▸ ЗАДАНИЯ ДЛЯ ВЫПОЛНЕНИЯ:
1. Перечислите все места, в которых, согласно тексту об Арсении Маркевиче, находились архивы Таврической губернии.
2. Продолжите текст об Арсении Маркевиче с того места, где он заканчивается.

▸ ФРАГМЕНТ ИСТОЧНИКА:
# # # # # # #

Арсений Маркевич покинул Крым в 30-х годах. Он тяжело болел и все-таки не прекращал работать над рукописью "Топонимика Крыма". А когда силы оставили его - привел в порядок и передал ленинградской Академии истории и материальной культуры свою картотеку в 21 тыс. карточек. В мае 1941 г. секретарь академии получил от него еще несколько карточек. А 86-летнему Арсению Маркевичу оставалось еще несколько месяцев жизни - страшных, мучительных и голодных месяцев блокады Ленинграда. Пожалуй, самая особая, яркая страница в жизни Маркевича - работа в Таврической ученой архивной комиссии. Большая часть воспоминаний и монографий о нем акцентирует внимание именно на деятельности в ТУАК. Как писала дочь Екатерина Кошлякова, - в 1887 году два события в жизни Арсения Ивановича способствовали его окончательному решению навсегда остаться в Крыму: открытие в Симферополе Таврической ученой архивной комиссии и женитьба на Анне Плешаковой, которая в те годы работала в Симферопольской воскресной школе для рабочих.

Анна Николаевна выросла в среде, находившейся под большим влиянием известной участницы "Народной воли" Софьи Перовской (которая в середине 70-х годов работала у доктора Плешакова в губернской земской больнице в качестве фельдшерицы), всю свою жизнь придерживалась передовых взглядов. В те годы, как пишут историки, архивы Таврической губернии были еще сравнительно "молоды" и охватывали период истории с 1783 по 1887 год. Хотя самих архивов было великое множество: в гимназиях, разных обществах, монастырях, церквях, - мало кто по-настоящему заботился о сохранении "свидетелей прошлого", поэтому к концу XIX века многие ценные документы и материалы были безвозвратно утрачены.

# # # # # # #

▸ ДАННЫЕ:
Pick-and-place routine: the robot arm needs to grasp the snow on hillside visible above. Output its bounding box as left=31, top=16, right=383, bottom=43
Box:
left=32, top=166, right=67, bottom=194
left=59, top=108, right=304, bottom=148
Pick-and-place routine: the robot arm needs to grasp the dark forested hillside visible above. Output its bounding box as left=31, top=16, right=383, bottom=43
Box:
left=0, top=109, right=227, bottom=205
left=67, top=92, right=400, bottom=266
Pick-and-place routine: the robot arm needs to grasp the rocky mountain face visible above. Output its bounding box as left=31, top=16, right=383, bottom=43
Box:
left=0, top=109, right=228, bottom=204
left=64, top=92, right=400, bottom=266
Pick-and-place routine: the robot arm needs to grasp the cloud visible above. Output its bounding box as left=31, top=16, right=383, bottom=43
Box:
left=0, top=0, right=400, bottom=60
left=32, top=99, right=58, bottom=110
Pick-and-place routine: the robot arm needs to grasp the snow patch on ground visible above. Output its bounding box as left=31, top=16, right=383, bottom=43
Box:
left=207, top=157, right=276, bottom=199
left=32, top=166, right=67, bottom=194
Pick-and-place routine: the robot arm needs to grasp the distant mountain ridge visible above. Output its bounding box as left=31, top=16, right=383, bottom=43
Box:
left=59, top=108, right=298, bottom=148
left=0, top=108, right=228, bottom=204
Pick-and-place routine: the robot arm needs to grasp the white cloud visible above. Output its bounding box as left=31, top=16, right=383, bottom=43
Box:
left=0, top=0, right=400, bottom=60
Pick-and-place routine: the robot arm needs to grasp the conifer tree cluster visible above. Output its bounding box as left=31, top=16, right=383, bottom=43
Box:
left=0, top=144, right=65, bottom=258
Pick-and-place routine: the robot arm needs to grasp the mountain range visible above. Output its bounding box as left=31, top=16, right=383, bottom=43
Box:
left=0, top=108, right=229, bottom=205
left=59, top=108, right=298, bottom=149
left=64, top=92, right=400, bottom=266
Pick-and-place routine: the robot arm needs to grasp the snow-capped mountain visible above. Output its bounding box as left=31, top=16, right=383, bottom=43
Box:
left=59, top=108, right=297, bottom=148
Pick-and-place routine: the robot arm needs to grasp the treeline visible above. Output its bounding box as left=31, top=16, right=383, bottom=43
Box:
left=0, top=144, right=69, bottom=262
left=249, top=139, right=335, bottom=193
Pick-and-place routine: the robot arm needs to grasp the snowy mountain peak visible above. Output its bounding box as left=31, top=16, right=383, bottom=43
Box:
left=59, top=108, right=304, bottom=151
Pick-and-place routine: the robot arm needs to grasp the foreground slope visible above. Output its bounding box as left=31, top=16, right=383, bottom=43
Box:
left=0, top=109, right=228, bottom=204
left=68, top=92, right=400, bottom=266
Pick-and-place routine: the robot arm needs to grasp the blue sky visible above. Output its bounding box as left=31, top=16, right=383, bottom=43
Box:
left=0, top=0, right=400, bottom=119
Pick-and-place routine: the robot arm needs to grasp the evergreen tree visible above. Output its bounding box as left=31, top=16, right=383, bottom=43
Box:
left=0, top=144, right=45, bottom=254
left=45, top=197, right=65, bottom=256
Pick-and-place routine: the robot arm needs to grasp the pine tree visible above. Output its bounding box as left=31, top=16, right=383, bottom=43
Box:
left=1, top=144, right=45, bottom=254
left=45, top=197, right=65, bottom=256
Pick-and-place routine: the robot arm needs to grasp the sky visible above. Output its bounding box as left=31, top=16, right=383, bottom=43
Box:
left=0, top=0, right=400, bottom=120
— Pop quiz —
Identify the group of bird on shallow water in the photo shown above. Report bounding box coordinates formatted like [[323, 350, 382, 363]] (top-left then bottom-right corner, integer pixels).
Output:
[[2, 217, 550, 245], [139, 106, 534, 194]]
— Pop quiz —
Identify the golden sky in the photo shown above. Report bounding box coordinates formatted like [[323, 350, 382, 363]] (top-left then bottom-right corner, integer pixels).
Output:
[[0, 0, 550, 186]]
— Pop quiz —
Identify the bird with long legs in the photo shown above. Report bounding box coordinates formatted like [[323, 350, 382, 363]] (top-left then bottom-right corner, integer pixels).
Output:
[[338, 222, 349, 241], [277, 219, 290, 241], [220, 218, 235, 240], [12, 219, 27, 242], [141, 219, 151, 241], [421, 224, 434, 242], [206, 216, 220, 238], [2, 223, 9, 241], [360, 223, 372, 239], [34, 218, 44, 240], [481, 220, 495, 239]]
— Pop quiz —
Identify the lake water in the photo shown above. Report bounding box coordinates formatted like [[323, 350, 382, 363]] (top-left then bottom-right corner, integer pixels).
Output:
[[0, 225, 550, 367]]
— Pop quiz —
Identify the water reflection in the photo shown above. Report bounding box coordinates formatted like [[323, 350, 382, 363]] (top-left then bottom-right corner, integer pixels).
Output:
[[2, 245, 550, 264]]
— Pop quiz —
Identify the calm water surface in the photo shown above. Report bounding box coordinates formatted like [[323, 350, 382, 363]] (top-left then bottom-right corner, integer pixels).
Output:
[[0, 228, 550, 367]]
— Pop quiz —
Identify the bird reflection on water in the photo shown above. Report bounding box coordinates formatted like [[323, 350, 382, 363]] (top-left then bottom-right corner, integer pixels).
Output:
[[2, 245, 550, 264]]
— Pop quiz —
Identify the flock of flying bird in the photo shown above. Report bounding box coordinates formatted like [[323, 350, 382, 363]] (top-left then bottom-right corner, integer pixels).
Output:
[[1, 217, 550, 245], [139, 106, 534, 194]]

# # # # # # #

▸ ОТВЕТЫ:
1. Гимназии, разные общества, монастыри, церкви.

2.
Не лучше обстояло дело и с памятниками истории: многие из них находились на территории частных владений и использовались хозяевами "по своему усмотрению". Несмотря на столь существенные проблемы в сборе и сохранении уникальных материалов и документов, на равнодушие местных властей, Таврическая комиссия заняла одно из первых, а затем и первое место среди архивных комиссий России (за три года до этого они были созданы в Орловской, Рязанской, Тверской и ряде других губерний страны). К слову, к 1917 году в России уже действовали 39 губернских и две областные ученые архивные комиссии. Залог успеха работы ТУАК - в удачном выборе ее первого председателя (им стал Александр Стевен) и самоотверженной подвижнической деятельности Арсения Маркевича. По воспоминаниям современников, Арсению Ивановичу, сначала члену комиссии, потом - правителю дел и, наконец, ее председателю - удалось сделать столь много, что "кажется неправдоподобным, как такое под силу одному человеку". Кроме архивной работы, учета и охраны памятников, ТУАК выполняла еще ряд важных функций: издавала свои "Известия", вела широкий книгообмен, создала библиотеку. И здесь Маркевич опять был незаменим: он редактирует "Известия" (с одиннадцатого номера) и много печатается в них. Более 45 работ написано им для "Известий", которые, кстати, и поныне - неисчерпаемый кладезь для краеведов и археологов, изучающих Крым.

В 1912 году в одно из посещений Крыма Николай II встретился в Симферополе с депутацией Таврического дворянства. Николай поблагодарил, принял книги, отметив при этом, как сказали бы сейчас, большой вклад комиссии в дело изучения истории края. Далее Маркевич вспоминает, что император спросил его о том, сколько времени тот лично работает в комиссии, и сколько рассмотрел архивных дел. Выслушав ответы, снова протянул руку и сказал, что ценит и благодарит. Огромная, поистине титаническая деятельность А. Маркевича на благо Крыма не ограничивалась работой в ТУАК: он - автор трудов по истории виноградарства и виноделия, развития учебных заведений в Симферополе, русского судоходства в Черном море и многих, многих других. Массу сил отдавал краевед, историк, архивист вопросу создания в Крыму высшего учебного заведения. Когда в Симферополе открылся Таврический университет, Арсений Иванович преподавал в нем и передал вузу свою библиотеку.